**WRITTEN TASK**
Output every line of the listing below as a numbered list, omitting blank lines and the pictures.

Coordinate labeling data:
※ ※ ※
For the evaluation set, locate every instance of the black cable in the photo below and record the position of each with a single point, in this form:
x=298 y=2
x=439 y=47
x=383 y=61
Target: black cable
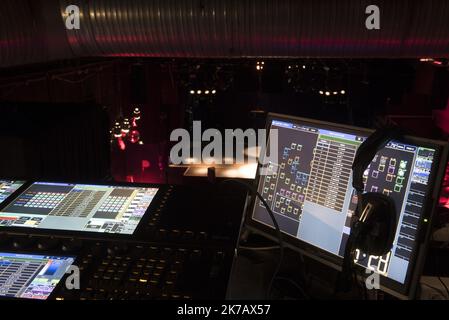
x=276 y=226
※ ※ ※
**SOLUTION FOR THIS TASK**
1. For the evaluation set, locate every instance of the black cable in the photo below and record the position of each with a single point, in this form:
2. x=298 y=2
3. x=439 y=47
4. x=383 y=61
5. Target: black cable
6. x=276 y=226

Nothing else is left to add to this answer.